(Document segment Opens)

While she enjoyed her work in Israel, she wondered whether her true calling was psychology, a field in which she had always excelled. “I had a great salary and was moving up in my field, but I had loved psychology. It fit really well with who I am,” she recalled in a recent interview. So she decided to return to school and pursue her love of psychology with the goal of becoming a therapist. “I realized if I didn’t try, I would never know.”

Earning a master’s of social work at Touro would be the route she would take. Little did she know that two years after starting back to school she would be on stage at Lincoln Center at graduation, having been chosen by her classmates to give their commencement speech. Levinson, who received the Dean’s Academic Honors With Distinction, spoke about her choice, and what she learned in her two years at Touro.

“I was drawn to social work because I wanted to learn how to help others by helping them understand themselves. I have always been passionate about therapy, and couples and families in particular have always interested me because the relationships we have to those closest to us are so special and essential,” Levinson told the packed audience, which included approximately 1,000 graduates and their families and friends from six schools of the Division of Graduate Studies.

“I thought, if I can learn how to play even a small role in helping to improve how people relate to and understand each other, then perhaps I would feel that I’ve done something important,” she said.

But Levinson learned more. She learned about social work policy and became impassioned about family leave. She was especially impressed with a four-part sequence required for her degree, “Foundations of Social Work Practice.”

“Those are the classes that teach you ‘how you do it.’ You learn something and implement it the next day. “

At Metro Club PROS (Brooklyn Community Services), where she worked as an intern last year, she counseled severely mentally ill adults one on one, led group workshops and created recovery plans.

(Document segment Closes)

#### Study questions
- a) Using the passage about Levinson, explain why couples and families in particular held her interest. Answer in one to three sentences.
- b) Answer these questions on the passage about Levinson, one line each:
(i) Where was the graduation held at which Levinson gave the commencement speech?
(ii) What is the name of the four-part sequence required for her degree that especially impressed her?
(iii) At which organization did she work as an intern last year?

(Source information Opens)

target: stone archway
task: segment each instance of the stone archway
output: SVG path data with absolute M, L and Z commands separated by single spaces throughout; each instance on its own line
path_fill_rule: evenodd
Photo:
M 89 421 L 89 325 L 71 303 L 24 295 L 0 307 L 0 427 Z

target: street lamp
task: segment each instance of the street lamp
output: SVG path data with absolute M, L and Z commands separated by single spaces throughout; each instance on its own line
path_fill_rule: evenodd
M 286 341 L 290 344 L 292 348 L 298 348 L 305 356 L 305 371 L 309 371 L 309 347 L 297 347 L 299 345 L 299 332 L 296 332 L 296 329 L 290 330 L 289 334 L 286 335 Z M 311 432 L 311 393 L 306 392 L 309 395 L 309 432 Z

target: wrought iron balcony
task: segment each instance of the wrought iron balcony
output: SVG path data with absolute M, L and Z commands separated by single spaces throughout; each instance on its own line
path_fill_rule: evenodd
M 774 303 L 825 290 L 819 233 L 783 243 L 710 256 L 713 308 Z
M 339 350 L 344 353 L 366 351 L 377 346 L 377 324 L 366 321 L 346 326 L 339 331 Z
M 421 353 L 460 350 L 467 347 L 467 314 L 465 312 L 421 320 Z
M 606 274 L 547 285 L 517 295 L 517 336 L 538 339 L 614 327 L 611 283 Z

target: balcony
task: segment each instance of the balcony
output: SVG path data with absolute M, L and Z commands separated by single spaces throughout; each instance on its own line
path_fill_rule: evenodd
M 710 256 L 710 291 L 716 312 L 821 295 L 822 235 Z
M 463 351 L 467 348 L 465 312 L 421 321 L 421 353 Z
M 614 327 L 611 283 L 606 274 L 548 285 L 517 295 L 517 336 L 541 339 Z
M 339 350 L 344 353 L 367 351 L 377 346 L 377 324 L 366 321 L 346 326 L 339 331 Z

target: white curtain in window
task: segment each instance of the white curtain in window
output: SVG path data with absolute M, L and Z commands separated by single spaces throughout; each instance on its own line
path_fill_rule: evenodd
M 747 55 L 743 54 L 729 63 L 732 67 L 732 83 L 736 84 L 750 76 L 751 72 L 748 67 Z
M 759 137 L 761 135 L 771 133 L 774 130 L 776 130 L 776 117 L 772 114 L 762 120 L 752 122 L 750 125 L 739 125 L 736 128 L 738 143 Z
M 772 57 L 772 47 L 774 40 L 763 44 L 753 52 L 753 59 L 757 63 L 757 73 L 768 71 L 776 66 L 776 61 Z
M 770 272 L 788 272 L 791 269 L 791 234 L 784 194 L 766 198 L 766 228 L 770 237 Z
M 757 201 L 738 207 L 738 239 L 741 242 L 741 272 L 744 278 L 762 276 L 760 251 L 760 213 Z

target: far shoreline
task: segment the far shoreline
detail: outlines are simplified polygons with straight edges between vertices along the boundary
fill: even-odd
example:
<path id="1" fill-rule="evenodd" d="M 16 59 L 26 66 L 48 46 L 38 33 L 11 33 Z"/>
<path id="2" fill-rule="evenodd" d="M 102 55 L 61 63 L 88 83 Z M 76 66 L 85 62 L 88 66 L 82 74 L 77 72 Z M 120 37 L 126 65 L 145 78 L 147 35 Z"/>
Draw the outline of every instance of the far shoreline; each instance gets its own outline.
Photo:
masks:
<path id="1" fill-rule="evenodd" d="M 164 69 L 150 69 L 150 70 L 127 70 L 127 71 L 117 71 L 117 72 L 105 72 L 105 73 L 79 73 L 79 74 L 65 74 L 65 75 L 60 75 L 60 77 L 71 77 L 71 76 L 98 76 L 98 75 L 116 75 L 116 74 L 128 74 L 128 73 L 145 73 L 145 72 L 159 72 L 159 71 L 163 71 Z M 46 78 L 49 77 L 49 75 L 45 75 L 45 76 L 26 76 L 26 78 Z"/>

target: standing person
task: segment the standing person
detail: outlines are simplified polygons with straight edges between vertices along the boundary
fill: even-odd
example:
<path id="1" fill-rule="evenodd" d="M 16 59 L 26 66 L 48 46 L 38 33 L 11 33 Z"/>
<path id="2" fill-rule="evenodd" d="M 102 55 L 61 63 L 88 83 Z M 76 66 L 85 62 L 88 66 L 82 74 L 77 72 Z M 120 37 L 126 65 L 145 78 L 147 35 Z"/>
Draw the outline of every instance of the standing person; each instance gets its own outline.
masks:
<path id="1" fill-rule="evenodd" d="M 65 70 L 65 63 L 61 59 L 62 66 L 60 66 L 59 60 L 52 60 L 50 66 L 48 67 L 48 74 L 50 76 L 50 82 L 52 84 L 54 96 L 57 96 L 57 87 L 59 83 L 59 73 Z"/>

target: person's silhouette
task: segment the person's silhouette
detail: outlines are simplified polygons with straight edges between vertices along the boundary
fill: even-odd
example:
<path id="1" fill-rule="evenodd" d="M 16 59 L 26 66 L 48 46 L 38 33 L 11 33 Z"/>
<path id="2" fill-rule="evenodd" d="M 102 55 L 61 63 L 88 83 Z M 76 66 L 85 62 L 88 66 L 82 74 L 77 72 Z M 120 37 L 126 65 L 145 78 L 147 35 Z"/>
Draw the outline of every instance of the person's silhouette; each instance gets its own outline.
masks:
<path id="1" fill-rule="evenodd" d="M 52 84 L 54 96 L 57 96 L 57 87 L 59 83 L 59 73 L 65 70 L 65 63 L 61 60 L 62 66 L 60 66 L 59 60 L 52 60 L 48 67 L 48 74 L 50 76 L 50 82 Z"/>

(Source information Closes)

#### Answers provided
- a) Couples and families interested Levinson because the relationships people have with those closest to them are, in her words, "so special and essential."

- b)
(i) Lincoln Center
(ii) "Foundations of Social Work Practice"
(iii) Metro Club PROS (Brooklyn Community Services)